PROBLEM TO SOLVE: In the article on tech hiring, substitute "accountant" for "engineer" and write out the passage starting at "Money filters out" and ending at "Berkeley economics professor.".

Friday, December 21, 2012

Tech hiring creates other jobs

ECONOMY New jobs are being created in many fields, studies find

Tech companies like Apple, Facebook and Google are creating well-paying jobs at a fast pace, but they also generate three times as many nontech jobs - from lawyers and school teachers to shuttle bus drivers and coffee shop baristas, according to a report released Thursday.

What's more, the Bay Area Council Economic Institute report found that high-tech companies cause the same ripple effect of job creation in communities throughout the United States, not just in Silicon Valley and San Francisco.

"These kinds of jobs pack a lot of punch," said institute economist and research manager Ian Hathaway, who wrote the report, "High-Tech Employment and Wages in the United States."

For every high-tech job created, another 4.3 jobs are created throughout the community, the report said. That "multiplier effect" is higher than other industries, such as traditional manufacturing plants, which create 1.4 indirect jobs for every direct job.

Money filters out

"The Googles and the Apples of the world are bringing tremendous wealth to this region, and that money is filtering its way throughout the entire economy," Hathaway said in an interview.
"Say I'm an engineer at Google. By the time I go out and pay for my housing and my taxi rides and my dinners, and by the time Google is done spending money on lawyers and shuttle drivers and cooks, that filters through to 4.3 jobs for every one (at Google)."

The findings of the report, commissioned by Engine Advocacy, a nonprofit San Francisco public policy group that represents entrepreneurs, startups and investors, are similar to a study by Enrico Moretti, a UC Berkeley economics professor.

Moretti, who published his findings in May in his book "The New Geography of Jobs," said he found that five jobs were created for every one new tech job over the course of 10 years. Both studies, Moretti said, should dispel misconceptions that the rise of high tech will shove older jobs aside.

AVAILABLE DATA:
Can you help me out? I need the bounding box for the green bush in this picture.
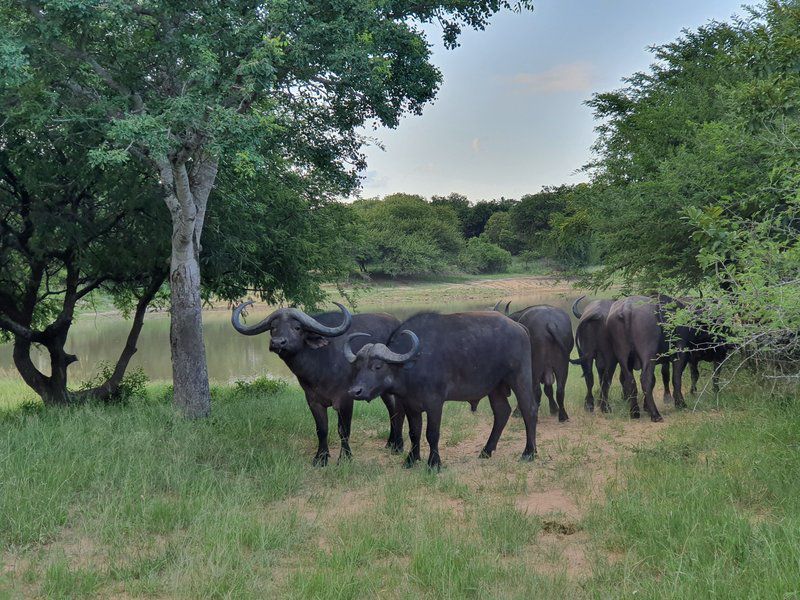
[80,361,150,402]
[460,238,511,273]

* * *

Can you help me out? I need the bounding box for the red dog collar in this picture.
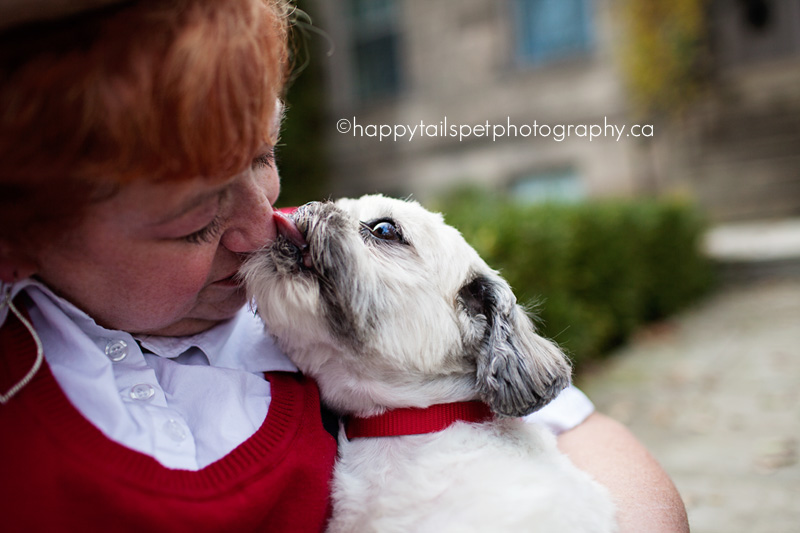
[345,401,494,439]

SOLUTION TO THE PROBLEM:
Money filters out

"The Googles and the Apples of the world are bringing tremendous wealth to this region, and that money is filtering its way throughout the entire economy," Hathaway said in an interview.
"Say I'm an accountant at Google. By the time I go out and pay for my housing and my taxi rides and my dinners, and by the time Google is done spending money on lawyers and shuttle drivers and cooks, that filters through to 4.3 jobs for every one (at Google)."

The findings of the report, commissioned by Engine Advocacy, a nonprofit San Francisco public policy group that represents entrepreneurs, startups and investors, are similar to a study by Enrico Moretti, a UC Berkeley economics professor.